### Brief
Rewrite the items below, replacing every "trousers" with "pants" and leaving everything else unchanged.

[Records start]

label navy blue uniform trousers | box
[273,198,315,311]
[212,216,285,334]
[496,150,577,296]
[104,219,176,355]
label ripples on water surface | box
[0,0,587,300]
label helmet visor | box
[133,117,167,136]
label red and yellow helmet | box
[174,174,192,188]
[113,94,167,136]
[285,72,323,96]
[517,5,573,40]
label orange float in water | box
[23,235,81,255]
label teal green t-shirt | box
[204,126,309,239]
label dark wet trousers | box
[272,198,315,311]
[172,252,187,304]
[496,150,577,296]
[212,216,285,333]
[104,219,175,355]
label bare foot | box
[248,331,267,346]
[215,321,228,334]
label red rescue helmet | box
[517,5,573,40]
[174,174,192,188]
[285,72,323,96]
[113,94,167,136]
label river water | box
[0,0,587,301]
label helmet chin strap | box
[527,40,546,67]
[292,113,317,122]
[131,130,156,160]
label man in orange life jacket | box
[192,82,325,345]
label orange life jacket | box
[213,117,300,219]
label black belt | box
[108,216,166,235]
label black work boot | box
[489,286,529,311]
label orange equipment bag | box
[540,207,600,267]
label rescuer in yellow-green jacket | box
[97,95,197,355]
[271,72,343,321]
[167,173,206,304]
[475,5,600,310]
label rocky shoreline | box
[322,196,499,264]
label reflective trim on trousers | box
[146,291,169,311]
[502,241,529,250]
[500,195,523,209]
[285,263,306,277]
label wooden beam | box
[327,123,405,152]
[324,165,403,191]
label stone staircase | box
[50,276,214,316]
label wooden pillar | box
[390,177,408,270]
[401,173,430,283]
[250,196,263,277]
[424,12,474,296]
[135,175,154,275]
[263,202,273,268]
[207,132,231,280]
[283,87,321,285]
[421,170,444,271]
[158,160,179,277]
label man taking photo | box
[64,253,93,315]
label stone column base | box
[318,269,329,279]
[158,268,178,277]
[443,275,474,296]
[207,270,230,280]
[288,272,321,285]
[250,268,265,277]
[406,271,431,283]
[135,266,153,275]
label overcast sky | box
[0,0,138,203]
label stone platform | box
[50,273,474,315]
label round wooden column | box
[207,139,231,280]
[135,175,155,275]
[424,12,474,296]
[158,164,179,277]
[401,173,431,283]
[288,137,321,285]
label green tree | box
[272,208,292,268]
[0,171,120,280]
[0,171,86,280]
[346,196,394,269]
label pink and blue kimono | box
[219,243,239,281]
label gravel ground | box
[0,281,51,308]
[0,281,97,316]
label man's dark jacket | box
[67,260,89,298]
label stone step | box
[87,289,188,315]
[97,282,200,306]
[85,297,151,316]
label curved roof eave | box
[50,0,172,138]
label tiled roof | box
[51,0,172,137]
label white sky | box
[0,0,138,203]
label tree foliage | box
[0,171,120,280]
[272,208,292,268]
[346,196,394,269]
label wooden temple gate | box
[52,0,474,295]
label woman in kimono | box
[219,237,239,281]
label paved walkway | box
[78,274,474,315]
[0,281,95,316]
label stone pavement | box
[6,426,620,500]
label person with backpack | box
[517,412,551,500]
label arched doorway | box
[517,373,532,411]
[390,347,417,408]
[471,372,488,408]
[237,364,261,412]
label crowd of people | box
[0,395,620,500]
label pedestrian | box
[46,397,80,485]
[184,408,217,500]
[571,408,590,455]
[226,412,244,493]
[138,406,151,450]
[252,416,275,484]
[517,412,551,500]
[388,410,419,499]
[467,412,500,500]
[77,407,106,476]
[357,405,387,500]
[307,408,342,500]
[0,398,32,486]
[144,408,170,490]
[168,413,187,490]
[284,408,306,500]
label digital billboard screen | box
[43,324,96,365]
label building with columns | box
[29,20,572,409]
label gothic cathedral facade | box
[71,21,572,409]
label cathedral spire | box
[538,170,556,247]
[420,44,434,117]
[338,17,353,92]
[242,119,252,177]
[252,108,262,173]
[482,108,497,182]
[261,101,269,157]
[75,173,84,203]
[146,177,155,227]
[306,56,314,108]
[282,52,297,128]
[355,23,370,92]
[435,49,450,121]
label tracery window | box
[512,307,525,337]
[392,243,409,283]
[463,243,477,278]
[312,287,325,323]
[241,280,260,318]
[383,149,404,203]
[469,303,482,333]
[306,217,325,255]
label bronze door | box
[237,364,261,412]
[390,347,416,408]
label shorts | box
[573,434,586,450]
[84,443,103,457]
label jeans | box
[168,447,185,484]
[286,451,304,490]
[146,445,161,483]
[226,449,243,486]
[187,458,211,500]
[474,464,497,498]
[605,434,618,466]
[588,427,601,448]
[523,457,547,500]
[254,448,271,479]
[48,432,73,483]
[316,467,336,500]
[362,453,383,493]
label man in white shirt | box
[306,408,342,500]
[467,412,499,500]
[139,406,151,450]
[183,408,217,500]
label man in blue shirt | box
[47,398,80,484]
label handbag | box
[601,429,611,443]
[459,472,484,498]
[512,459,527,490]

[Records end]

### Reply to the task
label navy blue uniform pants | box
[273,198,315,311]
[212,216,285,334]
[496,150,577,296]
[104,219,176,355]
label ripples on water surface | box
[0,0,587,300]
label helmet visor | box
[133,117,167,136]
label red and yellow helmet | box
[174,174,192,188]
[113,94,167,136]
[285,72,323,96]
[517,5,573,40]
label orange float in water | box
[23,235,81,255]
label teal green t-shirt | box
[204,126,309,239]
label dark wet pants | box
[272,198,315,311]
[172,252,187,304]
[496,150,577,296]
[212,216,285,333]
[104,219,175,355]
label bare foot | box
[248,331,267,346]
[215,321,228,334]
label red rescue helmet | box
[517,5,573,40]
[174,174,192,188]
[285,72,323,96]
[113,94,167,136]
label river water | box
[0,0,587,301]
label helmet chin strap | box
[527,40,546,67]
[292,113,317,122]
[131,130,156,160]
label man in orange life jacket | box
[192,82,325,345]
label orange life jacket | box
[213,117,300,219]
label black belt | box
[108,216,166,235]
label black work boot | box
[489,286,529,311]
label orange equipment bag | box
[540,207,600,267]
label rescuer in yellow-green jacket | box
[97,95,197,355]
[271,72,343,321]
[167,173,206,304]
[475,5,600,310]
label rocky shoreline | box
[322,196,499,264]
label reflective trim on pants | box
[146,291,169,311]
[502,241,529,250]
[500,195,523,209]
[285,263,306,277]
label wooden beam | box
[327,123,405,152]
[324,165,403,191]
label stone staircase | box
[50,276,214,316]
label wooden pillar | box
[390,177,408,270]
[401,173,430,283]
[250,196,263,277]
[424,12,474,296]
[135,175,154,275]
[263,202,273,268]
[207,132,231,280]
[283,87,321,285]
[421,170,444,271]
[158,160,179,277]
label man taking photo | box
[64,253,93,315]
label stone column base | box
[318,269,329,279]
[158,268,178,277]
[443,275,474,296]
[207,270,230,280]
[288,272,321,285]
[250,268,265,277]
[406,271,431,283]
[135,266,153,275]
label overcast sky | box
[0,0,138,203]
label stone platform | box
[50,273,474,315]
label round wooden column | box
[207,139,231,280]
[135,175,155,275]
[424,12,474,296]
[158,164,179,277]
[401,173,431,283]
[288,137,321,285]
label green tree | box
[272,208,292,268]
[0,171,120,280]
[0,171,86,280]
[346,196,394,269]
label pink and blue kimono | box
[219,243,239,281]
label gravel ground | box
[0,281,51,308]
[0,281,97,316]
label man's dark jacket | box
[67,260,89,298]
label stone step | box
[87,289,188,315]
[97,282,200,306]
[85,297,151,316]
label curved roof eave | box
[50,0,172,138]
label tiled roof | box
[51,0,172,137]
label white sky | box
[0,0,138,203]
label tree foliage | box
[0,171,120,280]
[272,208,292,268]
[346,196,394,269]
label wooden temple gate | box
[52,0,474,295]
label woman in kimono | box
[219,237,239,281]
label paved walkway | box
[78,274,474,315]
[0,281,95,316]
label stone pavement | box
[6,426,620,500]
label person with backpack | box
[517,412,551,500]
label arched doorway | box
[517,373,532,411]
[390,347,417,408]
[471,372,488,408]
[237,364,261,412]
label crowd of people | box
[0,395,620,500]
label pedestrian | box
[46,397,80,485]
[184,408,217,500]
[571,408,590,455]
[226,412,244,493]
[138,406,151,450]
[252,416,275,484]
[517,412,551,500]
[388,410,419,499]
[467,412,500,500]
[77,407,106,476]
[357,405,387,500]
[307,408,342,500]
[0,398,32,486]
[144,408,170,490]
[168,413,187,490]
[284,408,306,500]
label digital billboard screen | box
[43,324,96,365]
label building with columns | box
[29,20,572,409]
label gothic cathedral facade | box
[71,21,572,409]
label cathedral spire | box
[538,170,556,247]
[420,44,434,117]
[338,17,353,92]
[242,119,252,177]
[252,108,262,173]
[482,108,497,182]
[261,101,269,157]
[75,173,84,203]
[146,177,155,227]
[306,56,314,108]
[282,52,297,128]
[355,23,370,92]
[435,49,450,121]
label tracery window | box
[512,307,525,337]
[392,243,409,283]
[463,243,477,278]
[312,287,325,323]
[241,280,260,318]
[383,149,404,203]
[469,303,482,333]
[306,217,325,255]
label bronze door | box
[237,364,261,412]
[390,347,416,408]
label shorts | box
[573,434,586,450]
[84,443,103,457]
label jeans | box
[168,447,185,484]
[286,451,304,490]
[146,445,161,483]
[226,449,243,486]
[187,458,211,500]
[474,464,497,498]
[605,434,618,466]
[588,427,601,448]
[523,457,547,500]
[254,448,271,479]
[48,432,73,483]
[316,467,336,500]
[362,453,383,493]
label man in white shirt | box
[306,408,342,500]
[467,412,499,500]
[139,406,151,450]
[183,408,217,500]
label man in blue shirt | box
[47,398,80,484]
label handbag | box
[601,429,611,443]
[459,472,484,498]
[512,459,527,490]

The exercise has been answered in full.